TEXT SHOWN:
════════════════════
Trauma in Anorexia Nervosa: Investigating the Mediating Role of Cognitive Inflexibility

Authors

  • Felix Servus University of Vienna

Abstract

Introduction

Anorexia nervosa (AN) is a severe psychiatric disorder characterized by restrictive eating behaviours, intense fear of weight gain, and distorted body image. Beyond these hallmark symptoms, individuals with AN frequently display cognitive and emotional disturbances, particularly impaired cognitive flexibility – the capacity to adapt behaviour and thought in response to changing environmental demands. Cognitive inflexibility has been implicated in the maintenance of AN, contributing to rigid eating patterns and resistance to change [1].

Despite the well-established association between trauma and eating disorders, the mechanisms through which trauma influences AN symptomatology remain underexplored. Trauma – especially complex forms involving emotional, physical, or sexual abuse – has been strongly linked to maladaptive coping strategies such as food restriction and compulsive exercise. These behaviours may serve as attempts to regulate distress and regain a sense of control following traumatic experiences [2]. Although cognitive flexibility has been studied in both acute and remitted AN cases, its potential mediating role between trauma and AN severity has not yet been empirically tested.

Hypothesis

This study tested whether perseverative errors – a neuropsychological marker of cognitive inflexibility – mediate the relationship between trauma exposure and AN symptom severity. We hypothesized that trauma-related cognitive rigidity, reflected in higher perseveration rates on the Wisconsin Card Sorting Test (WCST), would predict greater eating disorder pathology.
════════════════════
Records from a data collection
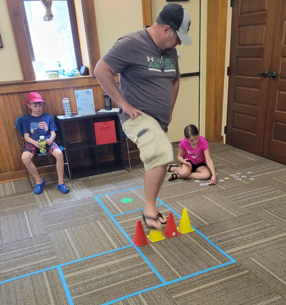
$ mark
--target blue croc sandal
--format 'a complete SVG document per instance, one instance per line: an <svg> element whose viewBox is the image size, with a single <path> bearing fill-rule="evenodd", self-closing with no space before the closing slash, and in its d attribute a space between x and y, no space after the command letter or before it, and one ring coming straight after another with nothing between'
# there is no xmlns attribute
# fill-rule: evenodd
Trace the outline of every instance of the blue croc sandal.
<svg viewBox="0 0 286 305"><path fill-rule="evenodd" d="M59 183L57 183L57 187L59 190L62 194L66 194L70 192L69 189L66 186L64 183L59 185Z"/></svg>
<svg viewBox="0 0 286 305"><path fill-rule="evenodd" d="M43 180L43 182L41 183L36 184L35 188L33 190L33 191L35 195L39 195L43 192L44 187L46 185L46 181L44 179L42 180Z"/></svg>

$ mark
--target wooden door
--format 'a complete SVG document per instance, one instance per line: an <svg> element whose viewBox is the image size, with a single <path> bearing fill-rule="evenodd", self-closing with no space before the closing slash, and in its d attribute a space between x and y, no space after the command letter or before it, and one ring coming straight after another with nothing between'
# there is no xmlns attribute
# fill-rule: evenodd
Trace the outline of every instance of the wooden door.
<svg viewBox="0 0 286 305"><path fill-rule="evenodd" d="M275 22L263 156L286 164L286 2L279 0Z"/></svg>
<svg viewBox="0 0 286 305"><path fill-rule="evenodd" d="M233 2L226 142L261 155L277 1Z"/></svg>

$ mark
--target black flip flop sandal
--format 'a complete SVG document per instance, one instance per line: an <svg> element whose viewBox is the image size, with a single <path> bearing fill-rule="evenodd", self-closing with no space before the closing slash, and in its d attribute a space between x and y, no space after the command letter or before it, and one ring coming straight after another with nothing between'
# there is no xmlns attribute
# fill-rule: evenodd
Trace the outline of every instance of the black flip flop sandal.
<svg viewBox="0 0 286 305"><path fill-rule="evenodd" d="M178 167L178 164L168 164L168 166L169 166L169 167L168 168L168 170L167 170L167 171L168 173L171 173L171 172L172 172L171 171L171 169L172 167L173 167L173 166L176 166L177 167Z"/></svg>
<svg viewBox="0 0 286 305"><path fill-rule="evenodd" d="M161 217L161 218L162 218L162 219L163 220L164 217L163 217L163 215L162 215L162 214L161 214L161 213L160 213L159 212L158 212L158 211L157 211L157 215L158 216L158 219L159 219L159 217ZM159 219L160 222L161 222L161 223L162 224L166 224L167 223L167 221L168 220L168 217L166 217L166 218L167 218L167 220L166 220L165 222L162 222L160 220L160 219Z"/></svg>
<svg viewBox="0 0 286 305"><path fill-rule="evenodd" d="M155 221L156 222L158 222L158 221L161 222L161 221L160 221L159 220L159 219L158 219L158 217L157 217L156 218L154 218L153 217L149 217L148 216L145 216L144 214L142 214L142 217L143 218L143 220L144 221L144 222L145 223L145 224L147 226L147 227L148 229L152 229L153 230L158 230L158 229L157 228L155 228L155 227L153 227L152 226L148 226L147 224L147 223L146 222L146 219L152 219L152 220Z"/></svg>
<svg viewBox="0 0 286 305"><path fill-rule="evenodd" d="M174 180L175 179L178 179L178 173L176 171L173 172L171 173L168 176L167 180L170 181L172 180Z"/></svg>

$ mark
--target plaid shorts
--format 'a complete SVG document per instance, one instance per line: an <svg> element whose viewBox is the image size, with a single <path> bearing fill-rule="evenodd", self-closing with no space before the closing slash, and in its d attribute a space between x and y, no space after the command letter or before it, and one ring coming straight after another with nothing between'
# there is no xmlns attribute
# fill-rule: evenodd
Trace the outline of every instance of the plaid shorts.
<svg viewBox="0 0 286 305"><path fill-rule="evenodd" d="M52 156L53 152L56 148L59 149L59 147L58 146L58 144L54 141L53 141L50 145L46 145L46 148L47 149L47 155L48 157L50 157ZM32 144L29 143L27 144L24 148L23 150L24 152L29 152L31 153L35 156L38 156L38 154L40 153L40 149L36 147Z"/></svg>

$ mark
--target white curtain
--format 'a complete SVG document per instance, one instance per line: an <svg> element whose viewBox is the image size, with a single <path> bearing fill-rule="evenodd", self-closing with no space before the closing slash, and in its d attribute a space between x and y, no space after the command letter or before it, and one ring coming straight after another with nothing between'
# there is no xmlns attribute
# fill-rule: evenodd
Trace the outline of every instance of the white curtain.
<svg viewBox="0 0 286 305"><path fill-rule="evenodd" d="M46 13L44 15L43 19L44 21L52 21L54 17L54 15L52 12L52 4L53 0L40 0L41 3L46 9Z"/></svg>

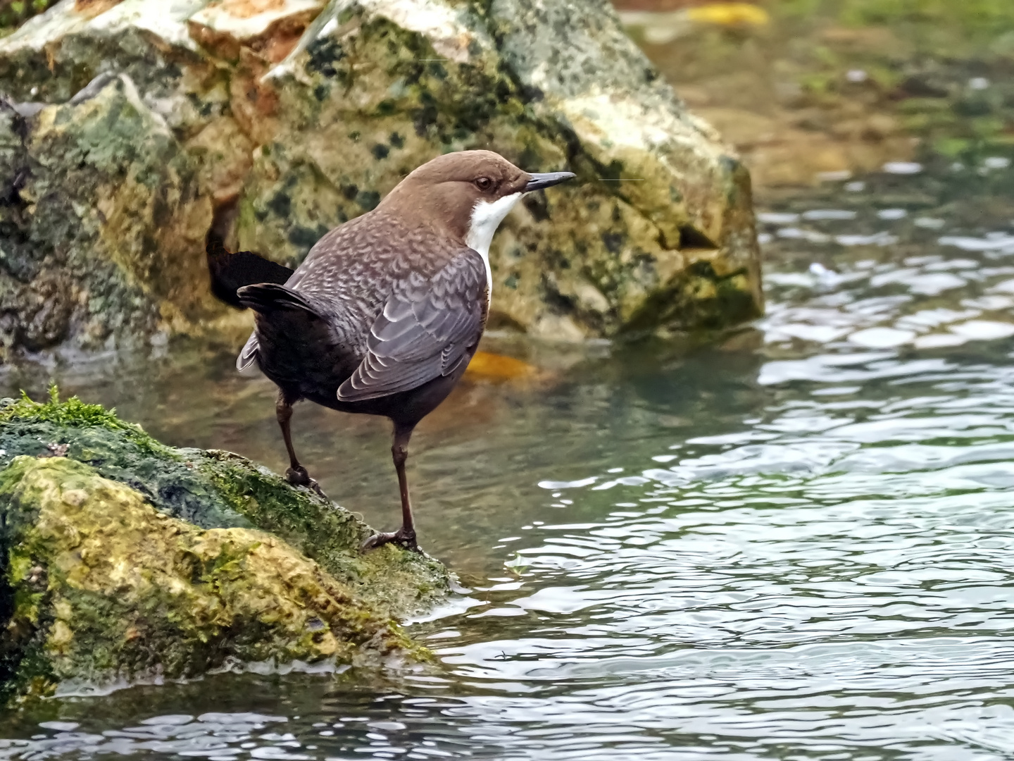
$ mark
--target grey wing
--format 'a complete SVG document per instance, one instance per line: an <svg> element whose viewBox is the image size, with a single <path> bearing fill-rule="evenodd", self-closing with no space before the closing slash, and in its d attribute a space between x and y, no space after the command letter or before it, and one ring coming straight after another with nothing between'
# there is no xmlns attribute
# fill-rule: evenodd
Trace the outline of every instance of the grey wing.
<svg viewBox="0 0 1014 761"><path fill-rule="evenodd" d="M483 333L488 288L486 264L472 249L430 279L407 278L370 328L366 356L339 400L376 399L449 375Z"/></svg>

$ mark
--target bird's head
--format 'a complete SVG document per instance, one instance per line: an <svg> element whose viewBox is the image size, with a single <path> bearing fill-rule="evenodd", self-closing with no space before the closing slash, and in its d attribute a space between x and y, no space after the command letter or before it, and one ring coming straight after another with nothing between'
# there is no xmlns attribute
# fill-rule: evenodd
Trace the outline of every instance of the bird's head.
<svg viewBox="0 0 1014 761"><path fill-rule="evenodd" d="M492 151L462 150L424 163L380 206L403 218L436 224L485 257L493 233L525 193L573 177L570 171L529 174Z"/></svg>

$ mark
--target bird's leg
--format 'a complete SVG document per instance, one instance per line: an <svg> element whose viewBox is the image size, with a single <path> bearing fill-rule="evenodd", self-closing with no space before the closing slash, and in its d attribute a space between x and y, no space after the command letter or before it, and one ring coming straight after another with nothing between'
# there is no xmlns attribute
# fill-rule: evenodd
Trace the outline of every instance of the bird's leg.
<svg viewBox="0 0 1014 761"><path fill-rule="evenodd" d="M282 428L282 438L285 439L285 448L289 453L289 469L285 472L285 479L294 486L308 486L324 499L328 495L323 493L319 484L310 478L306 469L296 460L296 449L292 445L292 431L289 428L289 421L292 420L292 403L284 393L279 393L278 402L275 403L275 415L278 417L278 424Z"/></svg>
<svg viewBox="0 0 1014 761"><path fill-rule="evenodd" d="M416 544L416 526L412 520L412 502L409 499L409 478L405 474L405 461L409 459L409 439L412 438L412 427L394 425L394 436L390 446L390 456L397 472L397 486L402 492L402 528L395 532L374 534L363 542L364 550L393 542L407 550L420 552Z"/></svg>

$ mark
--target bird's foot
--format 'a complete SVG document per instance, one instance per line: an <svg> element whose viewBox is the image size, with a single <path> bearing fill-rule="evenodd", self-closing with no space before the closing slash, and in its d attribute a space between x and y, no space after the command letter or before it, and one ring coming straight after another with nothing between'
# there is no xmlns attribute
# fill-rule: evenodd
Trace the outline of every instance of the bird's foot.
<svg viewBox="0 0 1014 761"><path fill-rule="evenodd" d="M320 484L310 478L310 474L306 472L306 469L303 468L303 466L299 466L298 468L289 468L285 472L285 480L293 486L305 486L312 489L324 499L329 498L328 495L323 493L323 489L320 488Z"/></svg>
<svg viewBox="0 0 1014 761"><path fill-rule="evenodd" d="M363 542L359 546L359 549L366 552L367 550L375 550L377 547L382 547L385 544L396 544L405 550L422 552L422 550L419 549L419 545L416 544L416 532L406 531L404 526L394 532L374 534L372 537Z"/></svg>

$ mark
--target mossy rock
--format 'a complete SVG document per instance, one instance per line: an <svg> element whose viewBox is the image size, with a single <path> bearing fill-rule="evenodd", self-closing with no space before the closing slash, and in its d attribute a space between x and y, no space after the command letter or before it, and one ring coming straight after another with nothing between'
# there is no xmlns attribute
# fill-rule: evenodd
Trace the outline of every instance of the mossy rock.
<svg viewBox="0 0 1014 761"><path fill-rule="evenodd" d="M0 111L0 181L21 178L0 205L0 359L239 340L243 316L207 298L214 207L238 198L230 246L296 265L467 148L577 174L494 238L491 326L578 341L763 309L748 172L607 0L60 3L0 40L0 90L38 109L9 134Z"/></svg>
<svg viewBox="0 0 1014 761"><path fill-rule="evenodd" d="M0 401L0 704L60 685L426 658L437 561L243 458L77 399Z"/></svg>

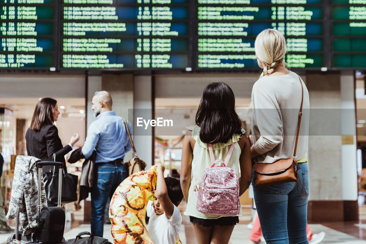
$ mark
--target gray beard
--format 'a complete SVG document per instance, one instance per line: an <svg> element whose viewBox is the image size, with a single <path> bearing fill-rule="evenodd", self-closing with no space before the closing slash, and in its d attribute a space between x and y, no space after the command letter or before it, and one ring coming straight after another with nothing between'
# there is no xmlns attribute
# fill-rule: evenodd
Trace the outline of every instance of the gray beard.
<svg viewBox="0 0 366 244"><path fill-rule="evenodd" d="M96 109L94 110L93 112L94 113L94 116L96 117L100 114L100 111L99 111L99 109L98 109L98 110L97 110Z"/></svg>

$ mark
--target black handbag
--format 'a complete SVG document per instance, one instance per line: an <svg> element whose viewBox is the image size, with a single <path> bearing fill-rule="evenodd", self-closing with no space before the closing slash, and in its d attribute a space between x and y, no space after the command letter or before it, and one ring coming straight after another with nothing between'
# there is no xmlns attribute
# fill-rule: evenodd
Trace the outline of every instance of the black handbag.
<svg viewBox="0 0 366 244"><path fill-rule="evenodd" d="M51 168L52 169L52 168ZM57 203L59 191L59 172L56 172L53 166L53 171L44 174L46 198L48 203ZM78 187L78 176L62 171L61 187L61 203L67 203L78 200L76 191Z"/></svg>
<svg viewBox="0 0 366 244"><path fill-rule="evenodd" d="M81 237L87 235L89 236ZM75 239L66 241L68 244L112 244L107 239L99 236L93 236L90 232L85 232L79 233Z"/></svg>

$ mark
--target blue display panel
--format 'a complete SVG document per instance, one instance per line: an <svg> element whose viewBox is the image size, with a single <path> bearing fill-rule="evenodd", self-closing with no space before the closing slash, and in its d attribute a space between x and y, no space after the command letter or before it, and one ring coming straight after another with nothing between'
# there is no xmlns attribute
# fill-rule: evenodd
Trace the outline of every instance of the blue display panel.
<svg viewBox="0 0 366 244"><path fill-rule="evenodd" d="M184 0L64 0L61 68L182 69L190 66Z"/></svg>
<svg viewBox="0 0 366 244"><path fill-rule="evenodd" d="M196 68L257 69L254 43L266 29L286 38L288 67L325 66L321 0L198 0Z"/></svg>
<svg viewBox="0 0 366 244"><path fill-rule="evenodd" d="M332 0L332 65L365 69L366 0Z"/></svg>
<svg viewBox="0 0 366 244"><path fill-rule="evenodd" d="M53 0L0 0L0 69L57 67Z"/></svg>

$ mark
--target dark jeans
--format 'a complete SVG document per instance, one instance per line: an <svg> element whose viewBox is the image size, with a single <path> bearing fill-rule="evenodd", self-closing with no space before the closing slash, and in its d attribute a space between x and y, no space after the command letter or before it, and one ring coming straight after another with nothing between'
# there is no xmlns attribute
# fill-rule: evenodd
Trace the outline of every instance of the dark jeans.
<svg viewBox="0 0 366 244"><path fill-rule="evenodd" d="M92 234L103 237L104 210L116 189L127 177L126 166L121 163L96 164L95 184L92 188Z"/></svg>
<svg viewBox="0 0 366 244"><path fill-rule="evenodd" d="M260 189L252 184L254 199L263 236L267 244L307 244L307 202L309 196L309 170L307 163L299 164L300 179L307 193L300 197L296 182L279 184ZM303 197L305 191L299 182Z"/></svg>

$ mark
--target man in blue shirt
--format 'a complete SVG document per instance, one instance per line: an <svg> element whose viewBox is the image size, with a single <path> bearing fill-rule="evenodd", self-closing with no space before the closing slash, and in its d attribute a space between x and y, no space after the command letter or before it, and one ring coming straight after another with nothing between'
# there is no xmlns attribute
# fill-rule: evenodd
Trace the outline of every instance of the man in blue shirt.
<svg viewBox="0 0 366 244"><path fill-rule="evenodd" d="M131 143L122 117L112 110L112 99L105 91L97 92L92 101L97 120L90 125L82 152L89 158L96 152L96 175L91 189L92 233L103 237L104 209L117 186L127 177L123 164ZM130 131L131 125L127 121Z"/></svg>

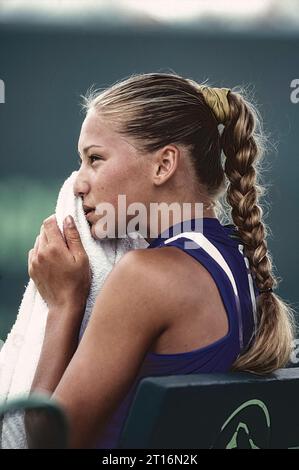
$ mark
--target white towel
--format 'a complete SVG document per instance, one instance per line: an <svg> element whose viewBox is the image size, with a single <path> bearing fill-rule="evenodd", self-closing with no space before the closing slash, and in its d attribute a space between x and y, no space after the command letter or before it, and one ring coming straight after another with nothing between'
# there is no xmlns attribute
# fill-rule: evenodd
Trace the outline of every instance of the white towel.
════════════════════
PROBLEM SET:
[1] In the anorexia nervosa abstract, which test's perseveration rates serve as the measure of cognitive rigidity?
[2] Using the anorexia nervosa abstract, explain why food restriction and compulsive exercise may follow trauma.
[3] Resume the anorexia nervosa abstract after its last sentence.
The data have no connection to the anorexia nervosa abstract.

ANSWERS BY TASK:
[1] The Wisconsin Card Sorting Test (WCST).

[2] These behaviors may be attempts to regulate distress and regain a sense of control after traumatic experiences.

[3]
Methodology

Data were drawn from an fMRI study on social cognition in AN. Participants (N = 88) completed the Early Trauma Inventory (ETI), the WCST, and the Eating Disorder Inventory (EDI). We conducted mediation analyses using the PROCESS macro (Model 4) in SPSS to test whether perseverative errors mediate the relationship between trauma history and eating disorder severity.

Results

Trauma severity significantly predicted eating disorder symptoms, with a strong total (β = .437, p < .001) and direct effect (β = .424, p < .001). However, trauma did not significantly predict perseverative errors (β = .144, p = .162), nor did perseverative errors significantly predict AN severity after controlling for trauma (β = .092, p = .116). The indirect effect was not statistically significant, indicating that no mediation was observed.

Discussion

While the hypothesis that cognitive inflexibility mediates the trauma-AN link was theoretically grounded, our results do not support a significant mediating role for perseverative errors. This suggests that while cognitive inflexibility is a known feature of AN, it may not be directly shaped by trauma – or at least not in a way measurable by perseverative error rates on the WCST. Alternatively, cognitive flexibility may play a more nuanced or condition-specific role that is not captured by this task alone. Further research should explore alternative cognitive and affective mediators, or employ dynamic measures of flexibility beyond error-based scoring.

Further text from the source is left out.